-- Page extract --
Archive - 2013
March 6th
Waiting...
Submitted by Aldon Hynes on Wed, 03/06/2013 - 21:32As I drove home this afternoon, I noticed more and more areas where the snow is gone, but we still have a blanket of snow around our house. Now, I sit inside. Outside, the wind is howling. It riles up the dog who barks. The chance of snow seems to be giving way simply to heavy winds.
When I let the dog outside, the trees were creaking in the wind, but there are no branches down yet. I sit at the blank page on the computer, waiting for words to come; hoping they come before I fall asleep, before the wind causes a power outage.
My mind wanders to Lenten meditations, readings for the Health Fellowship program, thoughts about what sort of impact the blog is having, my work is having, and trying to find a good balance of all of this.
I remember many times waiting for friends to show up. In my early days, waiting for a date at a predetermined location, later, waiting during the moments before a party, for the first guests to arrive, these days, waiting for some meet up to start at a local coffee show.
What do we do, while waiting? We could do our exercises.
And then, there are times writing, waiting for inspiration to come, doing our exercises, and finally deciding that no one is coming tonight.
March 5th
Can Empathy Be Taught? Online?
Submitted by Aldon Hynes on Tue, 03/05/2013 - 21:35For the CT Health Leadership Fellows Program this month, I've been reading Daniel Goleman's "What Makes a Leader?" In it, he asked, "Can Emotional Intelligence Be Learned?"
Being the social media person that I am, I wondered if we could look at this from a different angle, "Can empathy be taught online?"
My mind went to a few different videos. One was Randy Pausch Last Lecture: Achieving Your Childhood Dreams. The lecture is about an hour and a half long and is very powerful.
In the lecture he tells the audience:
OK, and so one of the expressions I learned at Electronic Arts, which I love, which pertains to this, is experience is what you get when you didn’t get what you wanted. And I think that’s absolutely lovely. And the other thing about football is we send our kids out to play football or soccer or swimming or whatever it is, and it’s the first example of what I’m going to call a head fake, or indirect learning. We actually don’t want our kids to learn football. I mean, yeah, it’s really nice that I have a wonderful three-point stance and that I know how to do a chop block and all this kind of stuff. But we send our kids out to learn much more important things. Teamwork, sportsmanship, perseverance, etcetera, etcetera. And these kinds of head fake learning are absolutely important. And you should keep your eye out for them because they’re everywhere.

-- Prompt A --
Reproduce the part of the blog archive from "Submitted by Aldon Hynes on Wed, 03/06/2013" to "to heavy winds.".
-- Prompt B --
Condense the paragraph of the blog archive that begins "When I let the dog outside" into two shorter sentences, keeping its main facts.

-- Collected data entries --
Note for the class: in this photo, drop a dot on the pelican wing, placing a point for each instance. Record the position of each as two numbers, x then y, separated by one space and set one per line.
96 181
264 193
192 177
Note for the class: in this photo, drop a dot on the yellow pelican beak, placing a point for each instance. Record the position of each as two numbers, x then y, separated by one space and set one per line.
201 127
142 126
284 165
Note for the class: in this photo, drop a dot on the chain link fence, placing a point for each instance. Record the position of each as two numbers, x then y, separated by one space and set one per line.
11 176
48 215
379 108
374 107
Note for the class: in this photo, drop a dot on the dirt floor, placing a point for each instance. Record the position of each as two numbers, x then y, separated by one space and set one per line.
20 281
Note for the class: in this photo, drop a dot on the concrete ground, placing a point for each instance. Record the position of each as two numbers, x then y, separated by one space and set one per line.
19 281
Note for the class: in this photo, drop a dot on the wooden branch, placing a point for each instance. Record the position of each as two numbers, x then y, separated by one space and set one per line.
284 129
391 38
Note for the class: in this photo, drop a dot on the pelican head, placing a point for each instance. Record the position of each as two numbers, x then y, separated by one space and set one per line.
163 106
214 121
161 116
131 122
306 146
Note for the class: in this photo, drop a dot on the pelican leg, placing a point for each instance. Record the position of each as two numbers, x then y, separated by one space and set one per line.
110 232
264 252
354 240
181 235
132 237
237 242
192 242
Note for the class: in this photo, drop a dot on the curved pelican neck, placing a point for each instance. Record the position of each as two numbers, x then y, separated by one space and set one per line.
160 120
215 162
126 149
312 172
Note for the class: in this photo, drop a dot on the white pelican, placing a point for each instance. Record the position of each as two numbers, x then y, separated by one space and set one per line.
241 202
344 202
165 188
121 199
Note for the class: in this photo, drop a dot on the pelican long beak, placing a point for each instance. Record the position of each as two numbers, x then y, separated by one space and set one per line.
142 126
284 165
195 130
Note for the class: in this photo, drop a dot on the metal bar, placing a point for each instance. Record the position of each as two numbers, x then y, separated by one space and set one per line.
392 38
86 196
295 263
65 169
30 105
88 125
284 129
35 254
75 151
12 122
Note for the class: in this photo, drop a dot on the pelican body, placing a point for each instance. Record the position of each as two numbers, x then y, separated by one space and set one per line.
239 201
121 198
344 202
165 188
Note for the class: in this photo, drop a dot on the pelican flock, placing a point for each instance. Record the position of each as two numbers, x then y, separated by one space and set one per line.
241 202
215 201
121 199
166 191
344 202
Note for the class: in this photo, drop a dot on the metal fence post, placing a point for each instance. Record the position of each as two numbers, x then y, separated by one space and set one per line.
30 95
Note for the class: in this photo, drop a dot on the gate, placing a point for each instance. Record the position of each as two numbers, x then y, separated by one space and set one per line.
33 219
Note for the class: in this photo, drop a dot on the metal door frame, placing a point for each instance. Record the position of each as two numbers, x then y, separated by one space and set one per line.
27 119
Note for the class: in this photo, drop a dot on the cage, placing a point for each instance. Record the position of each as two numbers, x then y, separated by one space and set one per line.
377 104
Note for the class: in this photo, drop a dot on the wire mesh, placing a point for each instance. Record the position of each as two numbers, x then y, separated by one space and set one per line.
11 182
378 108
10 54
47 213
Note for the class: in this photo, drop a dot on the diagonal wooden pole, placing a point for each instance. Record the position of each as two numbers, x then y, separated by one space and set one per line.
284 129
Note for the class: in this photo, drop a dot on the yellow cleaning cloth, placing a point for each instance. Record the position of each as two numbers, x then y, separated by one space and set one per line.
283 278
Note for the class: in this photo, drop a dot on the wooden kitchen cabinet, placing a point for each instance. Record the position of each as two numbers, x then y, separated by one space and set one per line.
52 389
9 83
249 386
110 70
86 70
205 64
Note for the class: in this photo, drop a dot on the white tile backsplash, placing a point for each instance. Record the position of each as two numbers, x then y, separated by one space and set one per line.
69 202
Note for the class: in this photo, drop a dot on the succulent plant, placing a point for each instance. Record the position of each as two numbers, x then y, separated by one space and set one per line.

-- Answer space A --
Submitted by Aldon Hynes on Wed, 03/06/2013 - 21:32As I drove home this afternoon, I noticed more and more areas where the snow is gone, but we still have a blanket of snow around our house. Now, I sit inside. Outside, the wind is howling. It riles up the dog who barks. The chance of snow seems to be giving way simply to heavy winds.

-- Answer space B --
Letting the dog out, I heard the trees creaking in the wind, though no branches were down yet. I sit at a blank page on the computer waiting for words, hoping they come before I fall asleep or the wind cuts the power.